Supplied material
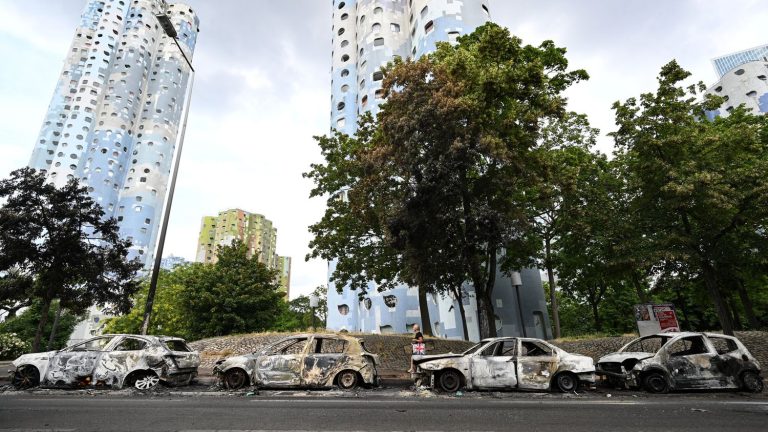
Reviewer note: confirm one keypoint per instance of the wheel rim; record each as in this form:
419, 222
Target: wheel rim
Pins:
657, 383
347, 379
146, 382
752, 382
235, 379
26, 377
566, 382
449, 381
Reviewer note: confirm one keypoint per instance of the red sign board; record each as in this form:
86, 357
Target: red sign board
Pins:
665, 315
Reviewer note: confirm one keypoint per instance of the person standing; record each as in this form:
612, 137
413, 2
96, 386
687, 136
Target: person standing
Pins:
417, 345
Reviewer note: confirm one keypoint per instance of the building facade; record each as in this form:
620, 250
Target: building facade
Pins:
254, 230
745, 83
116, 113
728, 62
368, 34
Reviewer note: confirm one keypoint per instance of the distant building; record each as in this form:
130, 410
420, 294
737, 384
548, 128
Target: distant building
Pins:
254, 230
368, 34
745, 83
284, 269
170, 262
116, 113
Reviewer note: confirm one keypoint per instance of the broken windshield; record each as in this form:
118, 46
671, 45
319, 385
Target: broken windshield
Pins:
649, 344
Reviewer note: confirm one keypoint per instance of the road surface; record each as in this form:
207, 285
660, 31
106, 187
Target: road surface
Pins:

Task statement
Turn every line of the records above into a numbered list, skipping any blank lines and leaving the pictures out.

The completed task
1. Reviewer note: confirm one keypoint per instance of the wheel rim; record each as in this form:
2. 419, 222
3. Target: wheel rim
4. Pins:
5. 657, 383
6. 347, 379
7. 146, 382
8. 752, 382
9. 235, 379
10. 26, 377
11. 566, 382
12. 449, 381
13. Reviewer note: confirm one keypoint per instance of the red sign board; record each as in this form:
14. 86, 357
15. Target: red sign board
16. Pins:
17. 665, 315
18. Reviewer note: confirm one keypoint per instance of the person standing; record each as in this form:
19. 612, 137
20. 413, 2
21. 96, 386
22. 687, 136
23. Target: person standing
24. Pins:
25. 417, 345
26. Reviewer note: confirm one keypoint per instance of the building facade; record each as in this form:
27. 620, 250
28. Target: building facade
29. Pins:
30. 254, 230
31. 745, 83
32. 116, 113
33. 728, 62
34. 368, 34
35. Reviewer note: confirm one keypoint per instance of the distant building; record each as in this form:
36. 130, 410
37. 420, 294
38. 737, 384
39. 548, 128
40. Target: distant building
41. Pins:
42. 254, 230
43. 368, 34
44. 745, 83
45. 284, 269
46. 170, 262
47. 116, 113
48. Reviewer note: confirm one keypoint per instance of the broken windshield; record each as in this form:
49. 118, 46
50. 671, 45
51. 319, 385
52. Target: broken windshield
53. Pins:
54. 649, 344
55. Reviewer note: confirm one keypoint per instance of the road surface; record each as in this form:
56. 207, 285
57. 660, 31
58. 106, 187
59. Target: road surface
60. Pins:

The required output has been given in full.